▸ DIRECTIONS:
**a.** Reproduce the article about the Puig appeal word for word, from "Puig’s plea deal" to "and other investigators.", with both ends included.
**b.** Display each line of the records that contains the string "every", treating uppercase and lowercase as different.

▸ GIVEN PASSAGE:

Published on Tuesday, May 14, 2024 | 4:25 am
 

A Pasadena appeals court heard arguments Monday but made no ruling in a bid by federal prosecutors to overturn a lower court’s order refusing the government’s request to use statements former Dodger Yasiel Puig made in a now-withdrawn plea agreement against him at trial for allegedly lying to investigators about his involvement in illegal sports betting.

A Los Angeles federal judge last year determined that the plea deal signed by the baseball player and later withdrawn was not binding because Puig never formally entered his plea before a judge. Plea agreements generally are binding once accepted by the court.

Assistant U.S. Attorney Rajesh Srinivasan argued before a three-judge panel of the U.S. 9th Circuit Court of Appeals that a plea agreement is essentially a “contract” between a defendant and the government and is enforceable once signed by the parties and are not dependent on a formal plea.

However, attorney Elliott Averett, appearing for Puig, maintained that for decades the court has held that plea agreements are not binding until a formal plea has been accepted by the court.

Puig’s plea deal “never said it was enforceable without the judge signing off,” the attorney argued, adding that such a deal is enforceable only “upon the acceptance and approval of the district court.”

Srinivasan countered in rebuttal that “the signature (of the parties) is what makes the agreement effective,” not the judge’s acceptance of the plea.

Upon hearing the arguments, the panel declared the matter submitted and is expected to issue its ruling at a future date.

Prosecutors wish to use at trial the part of the plea agreement in which the Cuban-born baseball player admits his alleged involvement with the betting ring and acknowledges alleged lies to Homeland Security and other investigators.

[Records from an annotation dataset]
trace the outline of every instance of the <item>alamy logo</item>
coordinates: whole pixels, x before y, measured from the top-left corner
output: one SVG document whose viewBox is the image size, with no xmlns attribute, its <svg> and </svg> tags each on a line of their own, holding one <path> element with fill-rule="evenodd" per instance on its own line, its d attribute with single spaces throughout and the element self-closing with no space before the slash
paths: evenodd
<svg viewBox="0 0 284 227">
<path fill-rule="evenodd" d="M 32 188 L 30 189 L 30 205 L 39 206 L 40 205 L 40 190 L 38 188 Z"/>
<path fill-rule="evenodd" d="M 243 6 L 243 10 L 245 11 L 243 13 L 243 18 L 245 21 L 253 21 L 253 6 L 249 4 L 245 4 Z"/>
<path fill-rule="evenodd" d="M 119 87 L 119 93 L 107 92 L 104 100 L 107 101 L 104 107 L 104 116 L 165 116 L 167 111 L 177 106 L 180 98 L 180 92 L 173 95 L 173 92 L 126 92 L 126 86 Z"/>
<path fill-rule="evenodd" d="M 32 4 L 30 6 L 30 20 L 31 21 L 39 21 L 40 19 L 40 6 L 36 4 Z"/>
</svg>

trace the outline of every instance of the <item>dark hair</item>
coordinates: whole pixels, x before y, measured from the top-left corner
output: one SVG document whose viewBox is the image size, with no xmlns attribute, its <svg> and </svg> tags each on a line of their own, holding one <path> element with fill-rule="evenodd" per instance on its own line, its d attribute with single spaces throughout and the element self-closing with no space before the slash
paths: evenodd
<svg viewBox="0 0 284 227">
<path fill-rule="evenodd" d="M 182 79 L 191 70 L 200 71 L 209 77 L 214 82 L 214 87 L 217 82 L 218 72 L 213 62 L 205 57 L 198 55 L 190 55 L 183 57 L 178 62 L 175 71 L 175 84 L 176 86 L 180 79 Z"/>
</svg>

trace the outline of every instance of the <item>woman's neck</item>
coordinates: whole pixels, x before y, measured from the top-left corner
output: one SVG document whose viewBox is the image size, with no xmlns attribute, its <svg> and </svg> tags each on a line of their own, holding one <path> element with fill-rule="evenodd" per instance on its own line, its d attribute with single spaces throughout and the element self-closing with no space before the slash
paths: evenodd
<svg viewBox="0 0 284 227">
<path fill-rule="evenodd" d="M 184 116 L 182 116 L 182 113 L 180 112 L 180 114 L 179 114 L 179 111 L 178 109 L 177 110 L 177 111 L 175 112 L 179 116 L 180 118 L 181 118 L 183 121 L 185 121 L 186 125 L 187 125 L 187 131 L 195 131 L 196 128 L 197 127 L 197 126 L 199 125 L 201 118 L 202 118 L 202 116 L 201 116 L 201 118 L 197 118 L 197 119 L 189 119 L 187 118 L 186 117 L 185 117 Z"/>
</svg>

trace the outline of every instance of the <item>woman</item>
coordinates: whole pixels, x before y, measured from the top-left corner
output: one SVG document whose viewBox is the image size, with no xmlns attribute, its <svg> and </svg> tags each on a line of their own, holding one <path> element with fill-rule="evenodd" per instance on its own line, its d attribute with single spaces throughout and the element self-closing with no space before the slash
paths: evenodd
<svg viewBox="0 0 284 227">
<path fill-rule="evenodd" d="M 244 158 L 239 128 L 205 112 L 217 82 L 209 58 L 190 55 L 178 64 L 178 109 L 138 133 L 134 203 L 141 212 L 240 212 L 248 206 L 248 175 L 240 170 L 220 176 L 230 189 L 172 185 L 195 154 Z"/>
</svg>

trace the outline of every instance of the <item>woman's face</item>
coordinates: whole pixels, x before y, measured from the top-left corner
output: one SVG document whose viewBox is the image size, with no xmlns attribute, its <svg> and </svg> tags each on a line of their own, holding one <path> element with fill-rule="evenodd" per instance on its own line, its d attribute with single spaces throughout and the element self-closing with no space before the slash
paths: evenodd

▸ TASK RESULTS:
**a.**
Puig’s plea deal “never said it was enforceable without the judge signing off,” the attorney argued, adding that such a deal is enforceable only “upon the acceptance and approval of the district court.”

Srinivasan countered in rebuttal that “the signature (of the parties) is what makes the agreement effective,” not the judge’s acceptance of the plea.

Upon hearing the arguments, the panel declared the matter submitted and is expected to issue its ruling at a future date.

Prosecutors wish to use at trial the part of the plea agreement in which the Cuban-born baseball player admits his alleged involvement with the betting ring and acknowledges alleged lies to Homeland Security and other investigators.

**b.**
trace the outline of every instance of the <item>alamy logo</item>
trace the outline of every instance of the <item>dark hair</item>
trace the outline of every instance of the <item>woman's neck</item>
trace the outline of every instance of the <item>woman</item>
trace the outline of every instance of the <item>woman's face</item>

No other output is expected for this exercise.